# Task
The lines to repeat run from the one containing "of the eyeglasses" through the last line of the records below; repeat them exactly and give nothing more.

# Records for the task
====

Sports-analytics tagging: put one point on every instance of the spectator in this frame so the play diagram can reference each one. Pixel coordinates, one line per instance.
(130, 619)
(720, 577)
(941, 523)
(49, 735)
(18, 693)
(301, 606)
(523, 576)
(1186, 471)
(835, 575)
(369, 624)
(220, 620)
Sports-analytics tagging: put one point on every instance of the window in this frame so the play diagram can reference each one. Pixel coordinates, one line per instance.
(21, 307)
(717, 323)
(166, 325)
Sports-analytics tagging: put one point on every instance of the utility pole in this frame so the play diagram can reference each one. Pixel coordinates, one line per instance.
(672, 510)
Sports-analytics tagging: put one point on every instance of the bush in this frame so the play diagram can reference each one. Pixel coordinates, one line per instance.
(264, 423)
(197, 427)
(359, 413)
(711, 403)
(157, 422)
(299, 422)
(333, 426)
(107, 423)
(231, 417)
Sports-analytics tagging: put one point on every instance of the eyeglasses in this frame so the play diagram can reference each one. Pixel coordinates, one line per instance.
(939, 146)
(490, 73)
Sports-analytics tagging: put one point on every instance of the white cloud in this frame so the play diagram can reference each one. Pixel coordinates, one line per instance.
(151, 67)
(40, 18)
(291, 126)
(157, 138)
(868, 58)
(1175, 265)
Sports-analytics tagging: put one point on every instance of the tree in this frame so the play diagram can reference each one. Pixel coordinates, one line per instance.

====

# Completed exercise
Sports-analytics tagging: put one point on every instance of the eyeglasses in this frame so the play diagram can reference each one. Pixel coordinates, one line per instance.
(939, 146)
(490, 73)
Sports-analytics tagging: put one point on every instance of the white cloud in this frame so the play diagram can reference each one. Pixel coordinates, one line per instance.
(151, 67)
(40, 18)
(291, 126)
(157, 138)
(868, 58)
(1175, 265)
Sports-analytics tagging: put one point on every instance of the tree in this frame so the play diagram can reference each one. Pixel coordinates, one line per instance.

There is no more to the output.